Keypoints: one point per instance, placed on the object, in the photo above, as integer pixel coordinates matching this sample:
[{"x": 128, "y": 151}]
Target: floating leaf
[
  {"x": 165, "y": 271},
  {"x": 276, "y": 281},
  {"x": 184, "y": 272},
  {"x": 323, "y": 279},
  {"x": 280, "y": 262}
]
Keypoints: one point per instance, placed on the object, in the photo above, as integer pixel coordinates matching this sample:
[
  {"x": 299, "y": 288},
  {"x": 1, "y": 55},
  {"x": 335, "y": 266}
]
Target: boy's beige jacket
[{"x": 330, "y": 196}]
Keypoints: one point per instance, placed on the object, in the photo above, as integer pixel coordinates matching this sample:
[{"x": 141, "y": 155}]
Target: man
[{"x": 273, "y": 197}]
***
The listing above needs to be retyped. Reproduce every line exactly.

Keypoints: one point per instance, placed on the object, in the photo above, as integer pixel coordinates matching this sample:
[{"x": 128, "y": 151}]
Target: floating leaf
[
  {"x": 165, "y": 271},
  {"x": 276, "y": 281},
  {"x": 184, "y": 272},
  {"x": 323, "y": 279},
  {"x": 280, "y": 262}
]
Keypoints: one point per instance, placed on the object, in the photo above, as integer pixel coordinates matching this sample:
[
  {"x": 299, "y": 288},
  {"x": 1, "y": 55},
  {"x": 335, "y": 266}
]
Target: boy's beige jacket
[{"x": 330, "y": 196}]
Keypoints: one point per instance, placed on the object, in the photo above, as integer pixel coordinates matching this sample:
[{"x": 141, "y": 155}]
Target: man
[{"x": 273, "y": 197}]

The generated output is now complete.